- Exercise requirements -
1. Using the passage on maintenance payments and cash flow, decide whether each statement below agrees with it. Answer yes or no for each, and quote the deciding words from the passage.
(a) The Company may borrow additional funds under the Credit Facility to pay for maintenance.
(b) Maintenance payments make up only a small share of the Company's cash needs.
(c) Management's estimates of future revenues and expenditures include assumptions about interest rates.
2. Translate this sentence from the passage on maintenance payments and cash flow into Spanish: "The Company’s maintenance payments typically constitute a large portion of its cash needs, and the Company may from time to time borrow additional funds under the Credit Facility to provide funding for such payments."
3. Write the next part of the passage on maintenance payments and cash flow, picking up after its final sentence.

The timing and amount of the Company’s payments for maintenance vary, depending on the timing of lessee-performed maintenance that is eligible for reimbursement, the aggregate amount of such claims and the timing and amount of maintenance incurred in connection with preparation of off-lease assets for re-lease to new customers.  The Company’s maintenance payments typically constitute a large portion of its cash needs, and the Company may from time to time borrow additional funds under the Credit Facility to provide funding for such payments.

Management believes that the Company will have adequate cash flow to meet its ongoing operational needs, including any required repayments under the Credit Facility due to borrowing base limitations, based upon its estimates of future revenues and expenditures, which include assumptions regarding (i) revenues for assets to be re-leased, (ii) required debt payments, (iii) interest rates, (iv) the cost and anticipated timing of maintenance to be performed and (v) timely use of proceeds of unused debt capacity toward additional acquisitions of income producing assets.

- Record extracts -
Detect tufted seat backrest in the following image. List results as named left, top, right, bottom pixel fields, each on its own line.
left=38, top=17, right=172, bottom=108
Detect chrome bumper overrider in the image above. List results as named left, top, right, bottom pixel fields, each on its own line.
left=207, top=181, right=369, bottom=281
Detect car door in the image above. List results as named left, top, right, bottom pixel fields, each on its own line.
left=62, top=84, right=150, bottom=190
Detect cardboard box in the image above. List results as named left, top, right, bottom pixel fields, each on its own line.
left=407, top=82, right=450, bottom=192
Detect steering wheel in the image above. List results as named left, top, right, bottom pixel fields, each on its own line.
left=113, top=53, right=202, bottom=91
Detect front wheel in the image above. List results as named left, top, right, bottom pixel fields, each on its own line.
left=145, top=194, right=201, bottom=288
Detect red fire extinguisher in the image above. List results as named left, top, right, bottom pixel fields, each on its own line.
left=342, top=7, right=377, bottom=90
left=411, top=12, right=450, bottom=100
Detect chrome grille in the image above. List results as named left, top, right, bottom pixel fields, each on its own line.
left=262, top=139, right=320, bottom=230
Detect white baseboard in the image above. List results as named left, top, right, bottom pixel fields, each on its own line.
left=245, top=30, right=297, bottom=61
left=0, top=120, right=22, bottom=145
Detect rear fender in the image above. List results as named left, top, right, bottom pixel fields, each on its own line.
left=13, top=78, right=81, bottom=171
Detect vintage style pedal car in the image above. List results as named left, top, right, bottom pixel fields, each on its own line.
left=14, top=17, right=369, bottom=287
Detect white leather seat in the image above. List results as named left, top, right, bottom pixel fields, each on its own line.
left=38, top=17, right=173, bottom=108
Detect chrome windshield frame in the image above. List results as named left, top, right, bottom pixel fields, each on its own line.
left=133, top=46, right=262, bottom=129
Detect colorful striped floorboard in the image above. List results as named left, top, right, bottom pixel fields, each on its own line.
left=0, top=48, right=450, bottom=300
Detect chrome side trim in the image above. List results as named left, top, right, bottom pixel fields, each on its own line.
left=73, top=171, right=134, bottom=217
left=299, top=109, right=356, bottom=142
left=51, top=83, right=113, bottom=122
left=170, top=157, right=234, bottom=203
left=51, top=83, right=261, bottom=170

- Responses per task -
1.
(a) Yes: "the Company may from time to time borrow additional funds under the Credit Facility to provide funding for such payments"
(b) No: "The Company’s maintenance payments typically constitute a large portion of its cash needs"
(c) Yes: "(iii) interest rates"

2. Los pagos de mantenimiento de la Compañía suelen constituir una gran parte de sus necesidades de efectivo, y la Compañía puede, de vez en cuando, tomar prestados fondos adicionales en virtud de la Línea de Crédito para financiar dichos pagos.

3.
Although the Company believes that the assumptions it has made in forecasting its cash flow are reasonable in light of experience, actual results could deviate from such assumptions.  Among the more significant factors that could have an impact on the accuracy of cash flow assumptions are (i) lessee non-compliance with lease obligations, (ii) inability to locate new lessees for returned equipment within a reasonable remarketing period, or at a rent level consistent with projected rates for the asset, (iii) lessee performance of maintenance, and payment of related maintenance claims, earlier than anticipated, (iv) inability to locate and acquire a sufficient volume of additional assets at prices that will produce acceptable net returns, (v) increases in interest rates, (vi) inability to timely dispose of off-lease assets at prices commensurate with their market value,  and (vii) any one or a combination of the above factors that causes the Company to violate covenants under the Credit Facility agreement, which may in turn require repayment of some or all of the amounts outstanding.

(i)Operating activities

The Company’s cash flow from operations decreased by $18.0 million in 2013 compared to 2012.  As discussed below, the change in cash flow was primarily a result of decreases in payments received for operating lease revenue and maintenance reserves and an increase in payments for maintenance.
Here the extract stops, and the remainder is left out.